**Data**
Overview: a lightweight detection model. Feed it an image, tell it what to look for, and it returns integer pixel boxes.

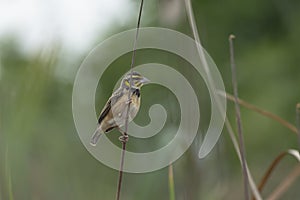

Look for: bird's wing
[98,89,122,124]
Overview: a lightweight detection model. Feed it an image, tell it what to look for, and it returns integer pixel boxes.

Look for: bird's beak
[141,77,150,84]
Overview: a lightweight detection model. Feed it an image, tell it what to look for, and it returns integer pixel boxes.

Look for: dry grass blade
[253,149,300,200]
[296,103,300,150]
[169,165,175,200]
[5,148,14,200]
[229,35,249,200]
[225,93,300,135]
[267,164,300,200]
[116,0,144,200]
[185,0,262,200]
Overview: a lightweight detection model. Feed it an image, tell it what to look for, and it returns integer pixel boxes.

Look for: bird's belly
[113,99,139,127]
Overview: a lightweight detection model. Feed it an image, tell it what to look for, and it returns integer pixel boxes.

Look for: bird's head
[121,71,150,89]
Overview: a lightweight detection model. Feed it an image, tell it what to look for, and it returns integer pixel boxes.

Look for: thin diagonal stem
[224,93,300,136]
[116,0,144,200]
[229,35,249,200]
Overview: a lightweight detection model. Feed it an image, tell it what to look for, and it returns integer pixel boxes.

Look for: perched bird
[90,71,150,146]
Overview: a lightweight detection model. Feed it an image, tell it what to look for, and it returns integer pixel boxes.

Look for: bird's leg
[126,98,132,105]
[117,127,129,142]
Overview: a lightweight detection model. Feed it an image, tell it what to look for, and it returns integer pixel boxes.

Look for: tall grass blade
[223,93,300,135]
[169,165,175,200]
[229,35,249,200]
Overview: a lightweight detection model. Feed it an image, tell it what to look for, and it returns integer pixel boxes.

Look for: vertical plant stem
[169,164,175,200]
[229,35,249,200]
[116,0,144,200]
[296,103,300,151]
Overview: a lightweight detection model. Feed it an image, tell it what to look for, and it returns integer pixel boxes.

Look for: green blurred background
[0,0,300,200]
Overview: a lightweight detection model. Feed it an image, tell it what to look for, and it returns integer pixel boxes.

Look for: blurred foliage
[0,0,300,200]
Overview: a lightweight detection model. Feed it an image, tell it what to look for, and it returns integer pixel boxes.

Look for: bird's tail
[90,128,102,146]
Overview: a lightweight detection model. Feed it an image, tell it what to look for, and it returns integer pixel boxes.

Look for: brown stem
[229,35,249,200]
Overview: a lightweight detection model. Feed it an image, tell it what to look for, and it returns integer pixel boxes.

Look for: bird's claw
[126,99,132,105]
[119,134,129,143]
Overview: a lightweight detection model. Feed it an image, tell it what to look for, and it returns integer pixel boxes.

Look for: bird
[90,71,150,146]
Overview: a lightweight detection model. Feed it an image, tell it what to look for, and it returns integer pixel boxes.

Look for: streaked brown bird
[90,71,150,146]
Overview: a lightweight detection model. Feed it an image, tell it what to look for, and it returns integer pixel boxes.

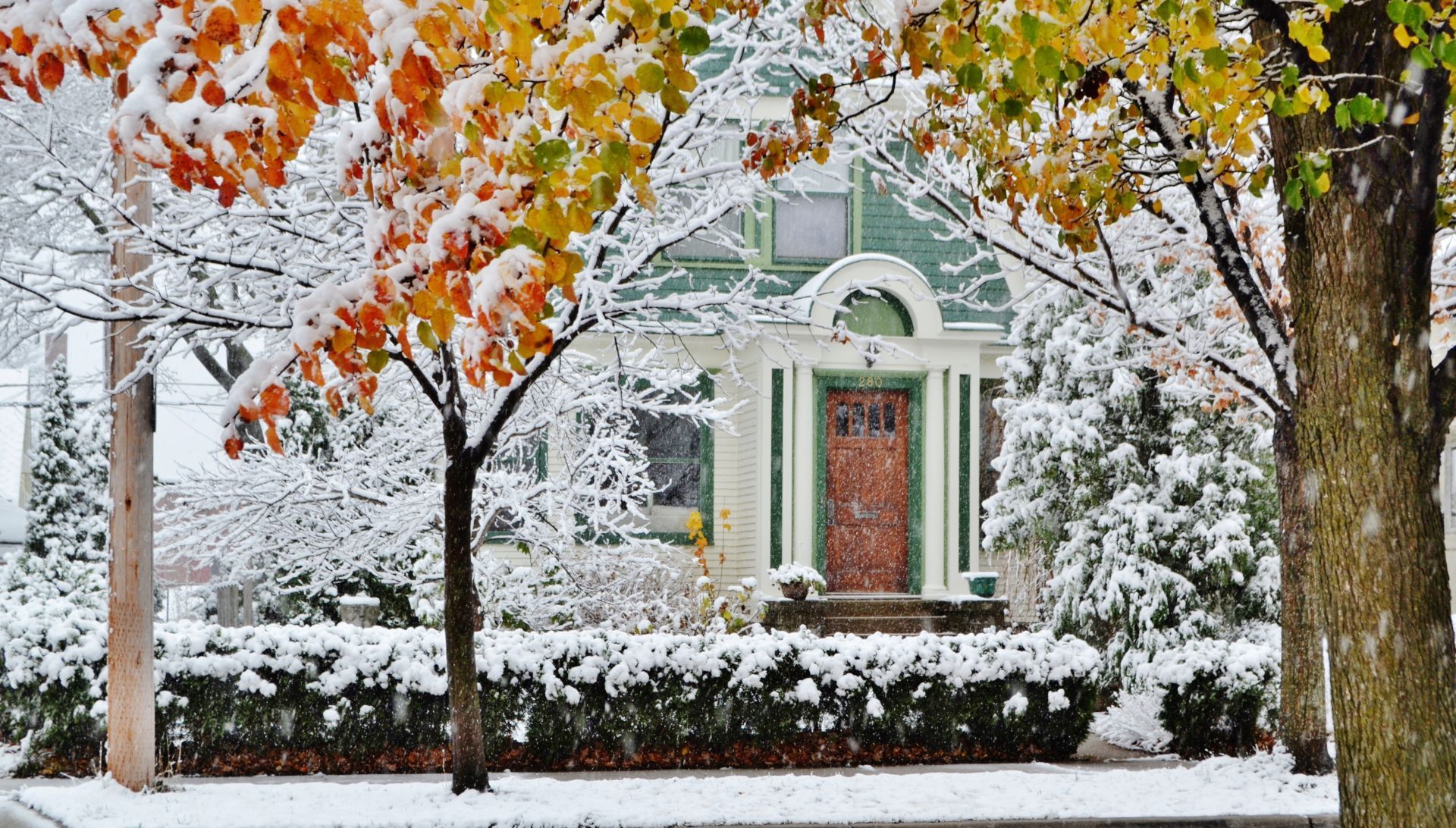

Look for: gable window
[485,437,546,540]
[667,135,742,261]
[774,160,849,259]
[834,291,915,336]
[636,381,714,543]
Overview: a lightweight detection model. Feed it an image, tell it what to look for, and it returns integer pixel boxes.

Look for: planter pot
[779,584,810,601]
[961,572,1000,598]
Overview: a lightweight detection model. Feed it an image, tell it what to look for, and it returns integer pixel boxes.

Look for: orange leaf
[202,6,239,44]
[233,0,264,27]
[202,80,228,106]
[35,52,65,89]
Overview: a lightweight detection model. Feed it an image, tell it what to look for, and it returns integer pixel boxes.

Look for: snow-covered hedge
[0,607,1100,764]
[1143,624,1280,757]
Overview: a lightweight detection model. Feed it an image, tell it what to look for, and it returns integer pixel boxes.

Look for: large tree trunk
[1274,413,1334,774]
[1274,413,1334,774]
[1272,13,1456,828]
[444,410,491,793]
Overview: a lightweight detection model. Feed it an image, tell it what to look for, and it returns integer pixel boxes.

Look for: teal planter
[961,572,1000,598]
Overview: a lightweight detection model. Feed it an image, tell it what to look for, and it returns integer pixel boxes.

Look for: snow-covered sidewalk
[14,755,1338,828]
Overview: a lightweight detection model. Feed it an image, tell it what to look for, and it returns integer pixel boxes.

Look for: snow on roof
[0,497,25,546]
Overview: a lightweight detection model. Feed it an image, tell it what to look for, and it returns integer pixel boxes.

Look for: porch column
[786,362,818,566]
[945,371,974,595]
[920,369,949,595]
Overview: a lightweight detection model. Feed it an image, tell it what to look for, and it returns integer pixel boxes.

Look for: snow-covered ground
[16,755,1338,828]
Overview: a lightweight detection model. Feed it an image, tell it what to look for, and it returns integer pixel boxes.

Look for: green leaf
[505,225,541,252]
[1284,179,1304,209]
[1021,11,1041,44]
[956,63,986,90]
[1335,100,1350,130]
[633,61,667,95]
[658,83,687,115]
[532,138,571,173]
[1010,55,1037,98]
[601,141,632,177]
[587,176,617,209]
[1032,46,1062,79]
[677,27,712,57]
[1341,93,1385,124]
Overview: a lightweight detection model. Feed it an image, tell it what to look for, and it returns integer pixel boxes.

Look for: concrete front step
[824,616,945,636]
[764,595,1009,635]
[824,597,937,619]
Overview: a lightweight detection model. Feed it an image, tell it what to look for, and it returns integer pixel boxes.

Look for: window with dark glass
[636,384,712,535]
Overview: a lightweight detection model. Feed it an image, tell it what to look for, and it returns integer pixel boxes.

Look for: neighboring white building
[0,497,27,560]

**Exercise task**
Return all of the entries above word for word, leaving out the pictures.

**Complete response**
Overview: a lightweight detection model. Feed it an image, tell it what to look for, and it returns integer pixel boxes.


Look for: bird's wing
[98,89,122,124]
Overview: a lightweight detection model. Feed it an image, tell it what to look for, and it returns integer pixel boxes.

Look for: bird's beak
[141,77,150,84]
Overview: a lightweight detection model. Feed it an image, tell it what to look for, and it returns integer pixel boxes.

Look for: dry grass blade
[253,149,300,200]
[296,103,300,150]
[169,165,175,200]
[5,148,14,200]
[229,35,249,200]
[225,93,300,135]
[267,164,300,200]
[116,0,144,200]
[185,0,262,200]
Overview: a lightweight detection model. Feed it an image, tell it what to look for, and it returns integer pixel boxes.

Look for: bird's belly
[113,99,139,127]
Overview: a lightweight detection model. Feed it an image, tell it what to look for, and it returns integer pixel boxes.

Look for: bird's head
[121,71,150,89]
Overview: a lightweight detection model. Feed it an image, tell it what to look for, and it returns integer pixel boxes.

Look for: thin diagonal stem
[224,93,300,136]
[116,0,144,200]
[229,35,249,200]
Overview: a lightweight detection model. Feed it an image, tell it what to look for, and it returns integer pixel boxes.

Look for: perched bird
[90,71,150,146]
Overview: a lightweight detection model. Feed it an image, tell it what to look for, and it returns integer pixel boxes.

Look for: bird's leg
[126,98,132,105]
[117,127,129,142]
Overview: a lightweight detection model. Feed it an image, tell it what to look for, and it returns integer pixel boxes.

Look for: tall grass blade
[223,93,300,135]
[169,165,175,200]
[229,35,249,200]
Overview: a lightweight detection model. Feed it an image, tell it what to look for, and it returns integer pixel boxes.

Look for: vertical plant stem
[169,164,175,200]
[229,35,249,200]
[116,0,144,200]
[296,103,300,151]
Overview: a lightweight detection model. Feed it an image, tell it what to look for, and it returns integer pixel boxes.

Look for: green blurred background
[0,0,300,200]
Overview: a lightweight detection model. Feed it an image, tell it what to look for, and it returns integer pixel boxes.

Look for: blurred foliage
[0,0,300,200]
Overview: a lightweight detection model. Feed it an image, tell it what to look for, and it returns integer pixel boxes.

Look for: bird's tail
[90,128,102,146]
Overview: a lightweight detection model. Feed it an image, tell it what to look for, and it returns integer pixel boxes.

Look for: brown stem
[229,35,249,200]
Overview: a lightweight detection model. Feed it an image, tell it what to look for, and it returns integer pixel boxes.

Look for: bird's claw
[126,99,132,105]
[119,134,129,143]
Overview: a lightweight detection model. Feed it an image, tell it what to look for, and it returns integer pixel boxes.

Look for: bird
[90,71,150,146]
Overview: a lightweight detection model. Feed it an image, tell it what to look for, and it returns integer pixel boxes.

Look for: streaked brown bird
[90,71,150,146]
Overview: a lightweight detection model. Feed it an image, tell it what to look for, and it returns integer pixel boxes.


Look for: gable window
[485,437,546,540]
[667,135,742,261]
[774,160,849,259]
[834,291,915,336]
[636,381,714,543]
Overview: a lightweight detection model. Feed it an image, tell it what to look for, and it returns integer pixel boxes.

Look for: planter pot
[779,584,810,601]
[961,572,1000,598]
Overview: a lightweight detection model. Feed it an image, tell it what to look for, and it returns integer pixel boxes.

Look for: orange leaf
[202,6,239,44]
[233,0,264,27]
[202,80,228,106]
[35,52,65,89]
Overview: a lightweight detection model. Feed it an image, tell it what to look for, and it returns integer pixel boxes.

Look for: snow-covered hedge
[0,607,1100,764]
[1143,624,1280,757]
Overview: a lightweight detection model. Feed it an image, tell it what to look for, and it returns integer pixel boxes.

Look for: large tree trunk
[1274,413,1334,774]
[1274,413,1334,774]
[1272,13,1456,828]
[444,410,491,793]
Overview: a lightweight detection model. Feed it an image, tell it what to look for, and it returns integer pixel boxes.

Look for: teal planter
[961,572,1000,598]
Overview: a lightweight detection model. Feed it an image, tell it what to look for, and it returns integer pixel boxes.

Look for: snow-covered sidewalk
[14,755,1338,828]
Overview: a lightweight detection model. Feed it an image, tell it what to look for, and it returns integer pixel boxes.

Look for: snow on roof
[0,497,25,546]
Overview: a lightweight detection model. Feed it an image, tell it what to look for, and it returns integer pixel boxes.

Look for: porch column
[786,362,818,566]
[945,371,974,595]
[920,369,949,595]
Overview: a lightweight detection model. Feed it an image, tell it what to look for, and it returns integer pixel boxes.

Look for: snow-covered ground
[16,755,1338,828]
Overview: a lightweight detection model. Feed it an image, tell it what to look for, and it returns integer pixel boxes.

Look for: green leaf
[505,225,541,252]
[1284,179,1304,209]
[1021,11,1041,44]
[956,63,986,90]
[1335,100,1350,130]
[633,61,667,95]
[658,83,687,115]
[532,138,571,173]
[1010,55,1037,98]
[601,141,632,177]
[587,176,617,209]
[1032,46,1062,79]
[677,27,712,57]
[1341,93,1385,124]
Overview: a lightweight detection model. Feed it an image, tell it what to look for, and it returns integer pixel boxes.

Look for: concrete front step
[824,616,945,636]
[764,595,1009,635]
[824,597,937,619]
Overview: a lightweight detection model. Feed it an image, tell it what to look for, and it returns integer pixel boxes.

Look for: window with dark glass
[636,384,712,535]
Overview: a lightweight detection model. Feed it an image, tell it what to look for, and it returns integer pixel boxes.

Look for: neighboring white building
[0,497,27,560]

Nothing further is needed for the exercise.